§ WRITTEN INSTRUCTION: Can you write out every line of the items below again, requests included, but scale each coordinate in the answers by 1.45 and round it to a whole number, with halves going up? Leave the numbers in the requests and their sample markers as they are, and leave the pictures out.

§ DATA EXCERPTS:

>> BEGIN

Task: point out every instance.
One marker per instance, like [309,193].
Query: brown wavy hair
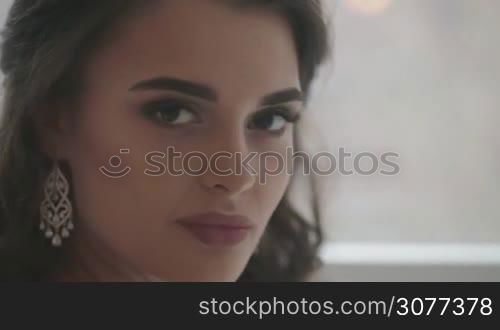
[44,46]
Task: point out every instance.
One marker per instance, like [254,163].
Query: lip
[217,229]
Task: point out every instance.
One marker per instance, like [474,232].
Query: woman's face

>> END

§ CORRECT ANSWER:
Task: point out every instance.
One marker per instance, like [309,193].
Query: brown wavy hair
[64,67]
Task: point out every instance.
One marker per instance, like [254,163].
Query: lip
[315,332]
Task: point out every instance.
One marker per instance, like [474,232].
Query: woman's face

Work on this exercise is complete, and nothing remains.